» **WORK ORDER**: Find the line containing "Guideline: put one point on each instance of the massive" in the records below. Copy exactly that line and each one after it, ending at the line containing "Guideline: put one point on each instance of the mosque dome", and nothing more.

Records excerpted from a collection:
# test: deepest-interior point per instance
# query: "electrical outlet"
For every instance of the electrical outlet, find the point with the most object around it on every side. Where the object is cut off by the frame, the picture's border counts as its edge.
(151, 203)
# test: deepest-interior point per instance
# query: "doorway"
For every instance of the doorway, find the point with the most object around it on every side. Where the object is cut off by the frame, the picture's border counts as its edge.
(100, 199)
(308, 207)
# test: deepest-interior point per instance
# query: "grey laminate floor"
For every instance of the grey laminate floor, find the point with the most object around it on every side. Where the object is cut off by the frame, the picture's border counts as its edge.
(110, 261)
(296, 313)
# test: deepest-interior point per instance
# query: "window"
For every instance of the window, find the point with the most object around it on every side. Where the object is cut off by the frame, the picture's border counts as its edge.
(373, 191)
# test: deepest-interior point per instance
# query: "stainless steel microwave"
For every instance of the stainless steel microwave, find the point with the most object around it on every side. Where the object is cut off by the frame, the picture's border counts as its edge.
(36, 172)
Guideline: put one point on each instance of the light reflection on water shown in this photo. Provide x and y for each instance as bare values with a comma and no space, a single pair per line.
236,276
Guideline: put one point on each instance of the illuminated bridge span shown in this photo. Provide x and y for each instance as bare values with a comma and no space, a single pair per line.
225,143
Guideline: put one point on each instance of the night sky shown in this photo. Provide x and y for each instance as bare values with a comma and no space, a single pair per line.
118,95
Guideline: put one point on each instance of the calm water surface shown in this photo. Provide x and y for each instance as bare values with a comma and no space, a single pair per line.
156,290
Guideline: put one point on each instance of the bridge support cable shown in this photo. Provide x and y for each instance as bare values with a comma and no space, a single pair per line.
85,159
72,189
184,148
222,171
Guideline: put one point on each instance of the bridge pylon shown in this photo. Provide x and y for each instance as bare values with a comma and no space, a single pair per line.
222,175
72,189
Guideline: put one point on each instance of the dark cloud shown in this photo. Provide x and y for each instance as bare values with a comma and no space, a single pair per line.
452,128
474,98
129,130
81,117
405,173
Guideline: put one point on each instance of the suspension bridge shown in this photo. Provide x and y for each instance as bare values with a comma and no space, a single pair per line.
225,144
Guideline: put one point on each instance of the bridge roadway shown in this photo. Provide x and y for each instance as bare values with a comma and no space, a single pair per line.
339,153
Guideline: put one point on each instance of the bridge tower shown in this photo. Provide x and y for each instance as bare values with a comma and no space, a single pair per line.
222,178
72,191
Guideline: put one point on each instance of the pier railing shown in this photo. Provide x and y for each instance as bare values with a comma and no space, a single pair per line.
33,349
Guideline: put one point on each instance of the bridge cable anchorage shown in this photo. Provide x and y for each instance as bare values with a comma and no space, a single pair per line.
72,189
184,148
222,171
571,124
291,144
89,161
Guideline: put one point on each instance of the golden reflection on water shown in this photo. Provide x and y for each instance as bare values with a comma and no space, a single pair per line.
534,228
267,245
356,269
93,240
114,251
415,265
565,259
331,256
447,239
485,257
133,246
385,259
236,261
==
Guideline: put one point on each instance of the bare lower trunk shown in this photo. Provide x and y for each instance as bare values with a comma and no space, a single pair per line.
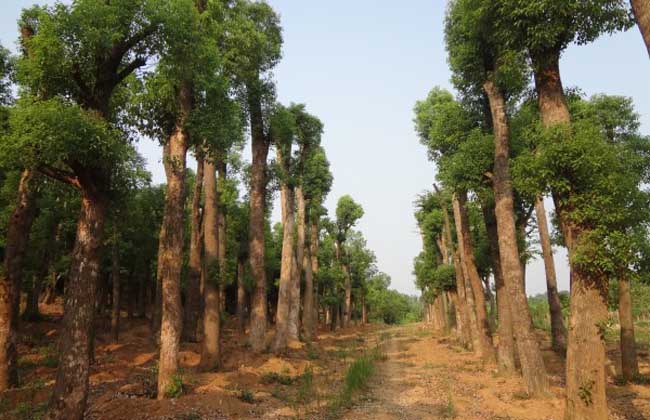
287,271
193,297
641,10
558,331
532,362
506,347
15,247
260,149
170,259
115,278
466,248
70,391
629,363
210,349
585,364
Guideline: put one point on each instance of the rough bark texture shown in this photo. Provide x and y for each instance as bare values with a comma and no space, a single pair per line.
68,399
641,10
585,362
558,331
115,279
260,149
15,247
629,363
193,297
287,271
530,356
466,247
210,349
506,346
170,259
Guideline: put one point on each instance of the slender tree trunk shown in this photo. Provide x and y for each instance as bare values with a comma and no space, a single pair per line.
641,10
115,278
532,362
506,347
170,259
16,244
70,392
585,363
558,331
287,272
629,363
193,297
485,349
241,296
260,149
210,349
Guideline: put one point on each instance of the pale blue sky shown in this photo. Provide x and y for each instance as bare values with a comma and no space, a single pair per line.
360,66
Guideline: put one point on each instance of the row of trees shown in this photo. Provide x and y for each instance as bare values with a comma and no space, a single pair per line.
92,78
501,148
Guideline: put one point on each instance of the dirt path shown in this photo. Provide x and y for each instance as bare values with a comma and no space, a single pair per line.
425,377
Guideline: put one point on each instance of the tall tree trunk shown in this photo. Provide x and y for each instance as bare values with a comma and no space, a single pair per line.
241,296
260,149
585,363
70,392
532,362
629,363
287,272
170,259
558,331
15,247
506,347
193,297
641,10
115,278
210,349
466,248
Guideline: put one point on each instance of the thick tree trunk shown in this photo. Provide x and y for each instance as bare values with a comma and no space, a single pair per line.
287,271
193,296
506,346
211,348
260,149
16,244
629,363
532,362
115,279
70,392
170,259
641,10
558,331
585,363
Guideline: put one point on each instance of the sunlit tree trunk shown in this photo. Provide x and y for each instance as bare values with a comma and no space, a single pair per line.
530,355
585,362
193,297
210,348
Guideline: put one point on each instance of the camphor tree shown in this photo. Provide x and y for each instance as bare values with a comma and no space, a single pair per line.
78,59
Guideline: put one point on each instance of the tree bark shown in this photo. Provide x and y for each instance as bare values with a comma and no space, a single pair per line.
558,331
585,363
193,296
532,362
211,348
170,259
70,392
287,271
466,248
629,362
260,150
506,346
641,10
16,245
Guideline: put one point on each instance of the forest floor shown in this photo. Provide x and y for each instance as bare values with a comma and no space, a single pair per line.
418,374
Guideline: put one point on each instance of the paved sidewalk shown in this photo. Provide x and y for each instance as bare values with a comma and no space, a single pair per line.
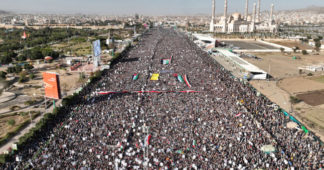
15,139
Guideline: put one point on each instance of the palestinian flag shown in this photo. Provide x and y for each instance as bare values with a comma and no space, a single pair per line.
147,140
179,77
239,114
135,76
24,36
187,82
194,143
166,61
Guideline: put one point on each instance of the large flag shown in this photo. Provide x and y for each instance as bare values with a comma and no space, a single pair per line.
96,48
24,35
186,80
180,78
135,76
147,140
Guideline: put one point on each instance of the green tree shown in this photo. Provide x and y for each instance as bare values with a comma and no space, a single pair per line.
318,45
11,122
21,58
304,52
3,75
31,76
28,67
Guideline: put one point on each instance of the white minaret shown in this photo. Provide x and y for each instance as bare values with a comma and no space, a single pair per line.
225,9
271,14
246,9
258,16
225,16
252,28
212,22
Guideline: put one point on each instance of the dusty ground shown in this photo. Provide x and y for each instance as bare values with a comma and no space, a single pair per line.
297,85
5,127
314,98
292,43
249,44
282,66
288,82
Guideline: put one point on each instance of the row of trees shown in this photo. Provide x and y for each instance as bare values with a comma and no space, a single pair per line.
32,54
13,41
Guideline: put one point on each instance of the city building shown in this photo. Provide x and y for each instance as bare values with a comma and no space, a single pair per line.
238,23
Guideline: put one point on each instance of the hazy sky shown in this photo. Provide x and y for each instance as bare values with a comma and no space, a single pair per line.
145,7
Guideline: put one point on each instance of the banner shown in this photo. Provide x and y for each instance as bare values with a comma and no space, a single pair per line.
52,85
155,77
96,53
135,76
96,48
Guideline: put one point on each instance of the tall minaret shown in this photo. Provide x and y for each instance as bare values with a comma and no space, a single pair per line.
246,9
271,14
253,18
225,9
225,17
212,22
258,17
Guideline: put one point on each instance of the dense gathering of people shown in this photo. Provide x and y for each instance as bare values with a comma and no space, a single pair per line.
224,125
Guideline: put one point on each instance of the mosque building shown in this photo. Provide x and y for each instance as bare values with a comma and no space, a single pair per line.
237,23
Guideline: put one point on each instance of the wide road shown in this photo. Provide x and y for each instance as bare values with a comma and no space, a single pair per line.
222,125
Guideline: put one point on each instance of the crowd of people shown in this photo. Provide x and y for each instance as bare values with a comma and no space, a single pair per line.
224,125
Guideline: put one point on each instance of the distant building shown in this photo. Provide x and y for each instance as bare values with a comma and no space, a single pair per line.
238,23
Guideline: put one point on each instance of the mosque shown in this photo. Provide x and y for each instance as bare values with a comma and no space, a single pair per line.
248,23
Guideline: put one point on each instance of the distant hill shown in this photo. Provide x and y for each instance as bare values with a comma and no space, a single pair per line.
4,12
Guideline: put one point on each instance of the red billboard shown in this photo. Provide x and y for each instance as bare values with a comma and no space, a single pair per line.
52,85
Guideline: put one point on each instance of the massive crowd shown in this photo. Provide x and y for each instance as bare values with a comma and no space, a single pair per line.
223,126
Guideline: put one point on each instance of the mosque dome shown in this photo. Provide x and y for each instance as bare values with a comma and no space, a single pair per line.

» **YOUR SOLUTION**:
Guideline: put one point on each instance of the massive crowd shown in this photo. Provide x and y for each instance as bare values with a comma and no space, a single pair per line.
223,126
Guideline: put one point on each instance of the mosque dome shown in this photo. Provide x and y for each instance as bare values with a comma and no space, a single pair per line.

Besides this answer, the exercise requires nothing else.